━━ Extracted data ━━

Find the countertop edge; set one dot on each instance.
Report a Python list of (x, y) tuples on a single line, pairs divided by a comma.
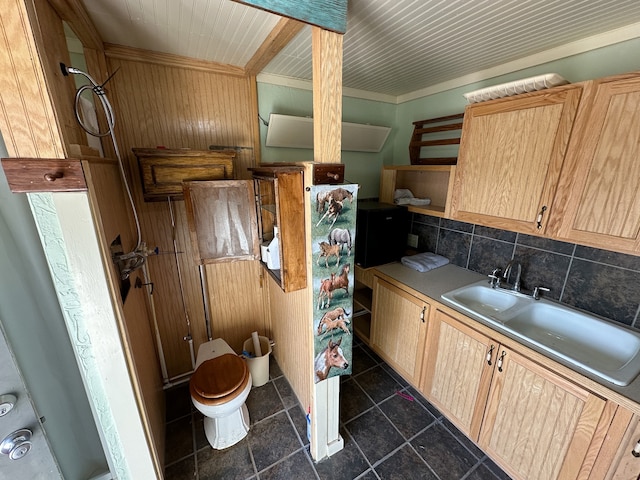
[(434, 283)]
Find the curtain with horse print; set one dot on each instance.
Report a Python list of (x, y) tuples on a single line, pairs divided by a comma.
[(333, 234)]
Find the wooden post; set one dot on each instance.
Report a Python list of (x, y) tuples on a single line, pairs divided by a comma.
[(327, 95), (327, 130)]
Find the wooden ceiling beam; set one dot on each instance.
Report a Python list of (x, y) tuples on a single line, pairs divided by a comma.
[(280, 36)]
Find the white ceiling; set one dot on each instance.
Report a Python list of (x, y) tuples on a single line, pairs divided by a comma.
[(392, 48)]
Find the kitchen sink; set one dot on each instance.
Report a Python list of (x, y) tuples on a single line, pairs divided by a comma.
[(480, 299), (608, 351)]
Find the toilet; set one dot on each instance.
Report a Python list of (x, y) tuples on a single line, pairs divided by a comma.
[(219, 387)]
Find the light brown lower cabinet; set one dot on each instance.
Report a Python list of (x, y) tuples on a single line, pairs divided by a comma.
[(620, 463), (398, 328), (534, 423)]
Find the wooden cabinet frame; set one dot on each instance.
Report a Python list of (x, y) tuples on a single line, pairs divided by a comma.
[(233, 209), (510, 158)]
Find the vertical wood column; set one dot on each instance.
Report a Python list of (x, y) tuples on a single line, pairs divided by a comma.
[(327, 95), (327, 142)]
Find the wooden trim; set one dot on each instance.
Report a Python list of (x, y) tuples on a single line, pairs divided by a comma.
[(280, 36), (169, 60), (75, 14), (255, 125), (28, 175)]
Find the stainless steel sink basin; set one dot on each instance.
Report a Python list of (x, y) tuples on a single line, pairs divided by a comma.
[(602, 348), (598, 346), (480, 299)]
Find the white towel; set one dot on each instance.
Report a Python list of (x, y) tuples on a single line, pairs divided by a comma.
[(423, 262)]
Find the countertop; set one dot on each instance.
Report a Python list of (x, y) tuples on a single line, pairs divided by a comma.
[(449, 277)]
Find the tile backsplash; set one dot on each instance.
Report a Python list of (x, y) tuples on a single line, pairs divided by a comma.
[(598, 281)]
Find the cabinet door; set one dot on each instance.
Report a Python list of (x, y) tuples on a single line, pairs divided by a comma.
[(537, 425), (457, 372), (598, 201), (222, 220), (398, 328), (511, 154)]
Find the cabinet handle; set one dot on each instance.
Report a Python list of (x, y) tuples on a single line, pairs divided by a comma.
[(501, 360), (636, 450), (540, 215), (52, 177), (490, 354)]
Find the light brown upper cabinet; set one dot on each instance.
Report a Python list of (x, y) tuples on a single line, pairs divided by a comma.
[(511, 154), (230, 220), (598, 199)]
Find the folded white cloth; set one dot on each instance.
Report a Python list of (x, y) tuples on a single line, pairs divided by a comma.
[(423, 262), (400, 193)]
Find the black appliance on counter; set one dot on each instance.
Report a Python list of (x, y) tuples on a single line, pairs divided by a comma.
[(381, 233)]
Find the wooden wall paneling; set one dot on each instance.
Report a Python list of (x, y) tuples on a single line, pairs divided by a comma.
[(192, 107), (27, 112), (143, 354), (62, 89), (291, 323), (74, 13), (97, 68), (236, 301), (110, 211), (190, 272)]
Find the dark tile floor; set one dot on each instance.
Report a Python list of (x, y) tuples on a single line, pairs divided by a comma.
[(390, 432)]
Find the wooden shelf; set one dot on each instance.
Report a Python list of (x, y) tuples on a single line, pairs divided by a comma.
[(432, 134), (424, 181)]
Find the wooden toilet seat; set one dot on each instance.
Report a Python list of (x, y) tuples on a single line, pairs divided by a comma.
[(219, 380)]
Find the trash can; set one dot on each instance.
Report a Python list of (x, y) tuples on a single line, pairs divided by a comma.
[(258, 366)]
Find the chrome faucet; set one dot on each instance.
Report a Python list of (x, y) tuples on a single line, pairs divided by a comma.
[(507, 274)]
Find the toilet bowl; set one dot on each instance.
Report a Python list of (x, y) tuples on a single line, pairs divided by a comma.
[(219, 387)]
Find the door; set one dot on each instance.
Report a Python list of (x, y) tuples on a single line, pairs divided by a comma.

━━━

**Exercise aim**
Turn the listing above into a numbered list, one line per item, skipping blank lines and leaving out the pictures.

**Response**
1. Find the countertop edge; set one dot on each instance.
2. Report a Python list of (x, y) tuples on a single line, pairs divided by a comma.
3. [(434, 283)]
4. Find the curtain with horse print; set one dot on each instance.
5. Report a Python list of (x, y) tuples on a single line, pairs divided by a comma.
6. [(333, 234)]
7. Find the wooden post; set one dot on each instance.
8. Report a Python list of (x, y) tuples on a single line, pairs divided by a comma.
9. [(327, 95), (327, 130)]
10. Find the wooden ceiling beam; set one dot on each instance.
11. Report a Python list of (x, y) tuples on a single line, pairs divided by a comma.
12. [(280, 36)]
13. Find the white ceiling; set one dot on each instance.
14. Report a Python list of (x, y) tuples on a single line, pairs divided by a comma.
15. [(392, 48)]
16. Find the kitchen sink; set one dot on each instance.
17. Report a Python list of (x, y) tuples on a single line, pairs divided by a comma.
18. [(480, 299), (608, 351)]
19. Find the toilet; set one dot on each instance.
20. Report a Python list of (x, y) tuples on a single line, pairs divided by a comma.
21. [(219, 387)]
22. Find the light brown lower cabinet; set one dot on each instance.
23. Report a Python list of (x, y) tuples on a single line, pairs divided by a comma.
24. [(620, 463), (398, 328), (534, 423)]
25. Find the wooden cabinet frame; set one dot on each instance.
26. Report a Python list of (x, y) tuples on a single line, pairs divided by a comma.
27. [(233, 209), (510, 158)]
28. Find the vertical wood column; set one dot on each instance.
29. Report a Python list of (x, y) tuples on a single line, pairs divided by a comma.
30. [(327, 95), (327, 142)]
31. Find the wooden trim; set one dot on each instance.
32. Report a Python list of (x, y) tuples on a single line, pairs divided by a comma.
33. [(280, 36), (169, 60), (75, 14), (255, 125), (28, 175)]
34. Find the stainless steel sink basin; set one dot on each instance.
35. Report a Python list of (x, y) tuples on a single line, pairs divided by a comma.
36. [(602, 348), (598, 346), (480, 299)]
37. Find the white towel; set one dot on each instance.
38. Report a Python list of (x, y) tuples on a single line, pairs divided by a comma.
39. [(423, 262)]
40. Find the countertop; set one dot on each instance.
41. Report a Python list of (x, y) tuples on a single line, pairs divided by a comma.
42. [(449, 277)]
43. Find the tile backsplash; set one dot on each instance.
44. Report a Python list of (x, y) tuples on a single line, pairs divided by a comma.
45. [(598, 281)]
46. Find the cabinet door; set one dot on each instance.
47. Report a Python list of (x, y) tuples on a single line, pairs divided by a comma.
48. [(537, 425), (457, 372), (598, 201), (222, 220), (398, 328), (511, 154)]
49. Find the cabinet handle; set one dot on each instance.
50. Report a Python list of (x, y) tuples on a single line, pairs divided by a comma.
51. [(501, 360), (636, 450), (540, 215), (52, 177), (490, 354)]
52. Find the light brown upper cabinet; set one dot on each instance.
53. Report a Python list of (x, y) tuples on a single line, pairs divided by a comma.
54. [(511, 154), (230, 220), (598, 199)]
55. Find the folded white cloth; set one dot on each instance.
56. Report a Python list of (x, y) tuples on a single line, pairs divided by a comma.
57. [(423, 262), (400, 193)]
58. Find the black appliance on counter; set one dot on each instance.
59. Report a Python list of (x, y) tuples on a single line, pairs divided by a comma.
60. [(381, 233)]
61. Find the wooden wall paneling; set one dot on each instance.
62. Report a Python list of (x, y) tuples on a single line, pairs divided by a comma.
63. [(192, 107), (27, 112), (143, 354), (62, 89), (291, 323), (74, 13), (97, 68), (236, 301), (110, 211), (190, 272)]
64. Find the dark tile floor; set one dot on each instance.
65. Report a Python list of (x, y) tuples on a single line, pairs divided by a comma.
66. [(390, 432)]
67. Find the wooden shelf; set one dot on each instance.
68. Report a Python list of (x, y) tuples on a single line, pairs divided by a comma.
69. [(432, 134), (424, 181)]
70. Find the wooden toilet seat; set one dot on each instance.
71. Report a Python list of (x, y) tuples on a single line, pairs divided by a comma.
72. [(219, 380)]
73. Find the trash can; set one dot on each instance.
74. Report a Python list of (x, y) tuples on a single line, pairs divided by a comma.
75. [(258, 366)]
76. Find the chrome faucet; set one dot on each instance.
77. Report a Python list of (x, y) tuples on a single line, pairs divided by a comma.
78. [(507, 274)]
79. Find the toilet bowl; set one dot on each instance.
80. Report a Python list of (x, y) tuples on a single line, pairs divided by a comma.
81. [(219, 387)]
82. Find the door; set one dot on each instance.
83. Report a Python list of (x, y) tuples on a single line, pairs divided by a comma.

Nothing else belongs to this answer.